> _Excerpt provided_:
### Sqrt

Thu, 05/29/2003 - 00:33

### Forums:

arm compiler does not support sqrt function is thr anyways to to achieve it...when i wrote a my sqrt function the arm compiler does not takes the comparison of longs.to float etc some stupid stufsss.

Has anybody achieved it..

Dips

Thu, 05/29/2003 - 06:49

Do you recommend not using floats because they are slow/inefficient on ARM or because they will cause a crash in some situations?

Thank you,

-Aaron

Do you recommend not using floats because they are slow/inefficient on ARM or because they will cause a crash in some situations?

Thank you,

-Aaron

Thu, 05/29/2003 - 07:29

floating point is not supported by these processor, you can declare a float or double var, but you can´t make any calculations with it, like + - / or *, you can simulate it, take a look at helper functions in the brew api doc, there are functions to + - * and / with double.

[]´s

Marcel

floating point is not supported by these processor, you can declare a float or double var, but you can´t make any calculations with it, like + - / or *, you can simulate it, take a look at helper functions in the brew api doc, there are functions to + - * and / with double.

[]´s

Marcel

Thu, 05/29/2003 - 08:01

As Marcel pointed out you can use BREW helper functions like FADD etc. to do floating point computation.

But I would recommend not to use floating point at all. ARM processor does not have native support for floating point. From your requirement identify fixed point precision requirement and implement fixed point class of your own. If you are developing any performance oriented application you will get performance hit, if possible even avoid division as ARM processor does not have native support for division. Every time you perform a division, it costs you several thousand cycles. Divisions can also be performed with lookup tables.

regards

ruben

As Marcel pointed out you can use BREW helper functions like FADD etc. to do floating point computation.

But I would recommend not to use floating point at all. ARM processor does not have native support for floating point. From your requirement identify fixed point precision requirement and implement fixed point class of your own. If you are developing any performance oriented application you will get performance hit, if possible even avoid division as ARM processor does not have native support for division. Every time you perform a division, it costs you several thousand cycles. Divisions can also be performed with lookup tables.

regards

ruben

Thu, 05/29/2003 - 08:27

"several thousand cycles" is an overstatement. According to the Arm Application Note 34: Writing Efficient C for ARM (http://www.arm.com/support/567GCF/$File/DAI0034A_efficient-c.pdf), integer division can take 20-140 cycles, depending on the numerator and denominator. Still not a good idea for an interactive game, but it really depends on the application.

I couldn't find a cycle count estimate for floating point math on the ARM web site.

(Records taken from a collection)
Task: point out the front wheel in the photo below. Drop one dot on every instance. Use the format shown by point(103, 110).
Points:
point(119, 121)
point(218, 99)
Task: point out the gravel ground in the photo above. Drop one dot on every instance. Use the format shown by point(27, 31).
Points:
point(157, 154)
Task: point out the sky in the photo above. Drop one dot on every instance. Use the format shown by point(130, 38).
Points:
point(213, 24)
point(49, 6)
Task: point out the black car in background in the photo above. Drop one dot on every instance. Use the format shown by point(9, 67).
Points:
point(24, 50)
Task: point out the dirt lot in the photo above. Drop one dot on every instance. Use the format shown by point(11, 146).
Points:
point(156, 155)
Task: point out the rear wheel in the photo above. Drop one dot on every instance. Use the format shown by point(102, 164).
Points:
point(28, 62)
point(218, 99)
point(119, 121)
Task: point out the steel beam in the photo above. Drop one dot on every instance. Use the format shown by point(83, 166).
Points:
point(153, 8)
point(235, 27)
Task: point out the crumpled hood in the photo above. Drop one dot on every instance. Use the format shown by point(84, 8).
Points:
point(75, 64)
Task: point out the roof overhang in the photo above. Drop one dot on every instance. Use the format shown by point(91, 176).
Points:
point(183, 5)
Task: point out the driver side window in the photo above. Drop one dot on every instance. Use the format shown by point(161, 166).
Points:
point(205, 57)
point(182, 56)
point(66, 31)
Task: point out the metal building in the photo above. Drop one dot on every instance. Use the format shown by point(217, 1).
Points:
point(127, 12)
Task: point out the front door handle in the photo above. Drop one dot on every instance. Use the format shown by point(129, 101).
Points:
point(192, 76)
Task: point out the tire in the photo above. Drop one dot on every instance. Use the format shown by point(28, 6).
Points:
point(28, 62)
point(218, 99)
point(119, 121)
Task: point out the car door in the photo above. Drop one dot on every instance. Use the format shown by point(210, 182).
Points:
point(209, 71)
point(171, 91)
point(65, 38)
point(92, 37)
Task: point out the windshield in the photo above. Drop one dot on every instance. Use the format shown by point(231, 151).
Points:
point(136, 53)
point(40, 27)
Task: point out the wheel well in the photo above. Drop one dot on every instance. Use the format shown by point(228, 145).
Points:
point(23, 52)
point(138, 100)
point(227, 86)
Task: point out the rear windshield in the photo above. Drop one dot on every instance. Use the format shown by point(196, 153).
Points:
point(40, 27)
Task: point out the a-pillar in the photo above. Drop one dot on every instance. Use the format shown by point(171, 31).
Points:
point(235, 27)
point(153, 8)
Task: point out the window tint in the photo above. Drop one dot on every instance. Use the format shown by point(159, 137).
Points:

> _Required tasks_:
1. List every timestamp that appears in the sqrt thread.
2. From the sqrt thread, reproduce word for word the passage that opens with "Thu, 05/29/2003 - 00:33" and closes with "some stupid stufsss.".

> _Task-by-task answers_:
1.
Thu, 05/29/2003 - 00:33
Thu, 05/29/2003 - 06:49
Thu, 05/29/2003 - 07:29
Thu, 05/29/2003 - 08:01
Thu, 05/29/2003 - 08:27

2.
Thu, 05/29/2003 - 00:33

### Forums:

arm compiler does not support sqrt function is thr anyways to to achieve it...when i wrote a my sqrt function the arm compiler does not takes the comparison of longs.to float etc some stupid stufsss.